5. No âmbito disciplinar desportivo os relatórios das forças policiais, por serem exarados por “autoridade pública” ou “oficial público”, no exercício público das “respetivas funções” (para as quais é competente em razão da matéria e do lugar), constituem documento autêntico (cf. artigo 363.º, n.º 2 do Código Civil), cuja força probatória se encontra vertida nos artigos 369.º e seguintes do mesmo Código.
6. Nesse particular, tal relatório faz «prova plena dos factos que referem como praticados pela autoridade ou oficial público respectivo, assim como dos factos que neles são atestados com base nas percepções da entidade documentadora» (cf. artigo 371.º, n.º 1 do Código Civil).
7. Tal valor probatório apenas pode ser afastado com base na sua falsidade (cf. artigo 372.º, n.º 1, do Código Civil), sendo que, no contexto processual penal e nos termos do artigo 169.º do Código de Processo Penal, se consideram «provados os factos materiais constantes de documento autêntico ou autenticado enquanto a autenticidade do documento ou a veracidade do seu conteúdo não forem fundadamente postas em causa».
○ ○ ○ ○ ○ ○ ○
**Tarefas a realizar:**
1) Segundo o excerto sobre relatórios policiais, com base em quê pode ser afastado o valor probatório desses relatórios?
2) Como se traduz para inglês esta frase do excerto sobre relatórios policiais: "Nesse particular, tal relatório faz «prova plena dos factos que referem como praticados pela autoridade ou oficial público respectivo, assim como dos factos que neles são atestados com base nas percepções da entidade documentadora» (cf. artigo 371.º, n.º 1 do Código Civil)."?

Listagem de marcação de contornos:
○ ○ ○ ○ ○ ○ ○
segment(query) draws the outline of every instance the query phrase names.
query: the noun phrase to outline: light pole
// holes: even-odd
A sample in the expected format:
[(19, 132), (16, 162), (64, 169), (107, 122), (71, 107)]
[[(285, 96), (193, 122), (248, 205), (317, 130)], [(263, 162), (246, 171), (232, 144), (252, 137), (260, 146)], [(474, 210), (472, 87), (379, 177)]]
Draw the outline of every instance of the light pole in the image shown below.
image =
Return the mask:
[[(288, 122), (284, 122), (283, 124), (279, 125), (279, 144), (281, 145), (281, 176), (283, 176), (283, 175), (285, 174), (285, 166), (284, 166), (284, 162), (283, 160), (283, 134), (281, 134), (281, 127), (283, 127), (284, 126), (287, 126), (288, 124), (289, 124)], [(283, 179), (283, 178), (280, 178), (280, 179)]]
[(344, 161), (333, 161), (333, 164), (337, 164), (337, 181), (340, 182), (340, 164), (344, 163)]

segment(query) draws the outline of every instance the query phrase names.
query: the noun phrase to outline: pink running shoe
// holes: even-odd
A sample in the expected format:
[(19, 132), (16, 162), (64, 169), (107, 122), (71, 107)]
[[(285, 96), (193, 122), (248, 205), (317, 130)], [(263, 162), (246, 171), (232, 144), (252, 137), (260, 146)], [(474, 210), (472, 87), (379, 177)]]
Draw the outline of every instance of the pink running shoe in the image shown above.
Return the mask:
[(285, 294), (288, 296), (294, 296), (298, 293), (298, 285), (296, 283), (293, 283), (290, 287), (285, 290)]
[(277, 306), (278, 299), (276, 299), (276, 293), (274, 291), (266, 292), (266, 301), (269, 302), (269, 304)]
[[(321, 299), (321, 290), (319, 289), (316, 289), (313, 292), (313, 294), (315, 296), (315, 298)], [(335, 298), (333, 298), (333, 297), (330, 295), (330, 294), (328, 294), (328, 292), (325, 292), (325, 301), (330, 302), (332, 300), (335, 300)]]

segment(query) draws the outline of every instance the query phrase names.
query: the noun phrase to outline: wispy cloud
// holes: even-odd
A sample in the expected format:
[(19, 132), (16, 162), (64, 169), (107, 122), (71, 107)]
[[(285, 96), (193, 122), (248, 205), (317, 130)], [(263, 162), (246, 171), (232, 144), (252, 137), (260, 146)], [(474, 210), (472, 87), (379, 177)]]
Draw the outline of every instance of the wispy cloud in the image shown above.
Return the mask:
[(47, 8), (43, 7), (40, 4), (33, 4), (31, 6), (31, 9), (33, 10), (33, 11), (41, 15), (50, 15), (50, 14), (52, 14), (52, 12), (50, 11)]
○ ○ ○ ○ ○ ○ ○
**As respostas:**
1) Com base na sua falsidade.

2) In this respect, such a report constitutes "full proof of the facts that they state as having been performed by the respective public authority or official, as well as of the facts attested therein on the basis of the perceptions of the documenting entity" (cf. Article 371, No. 1 of the Civil Code).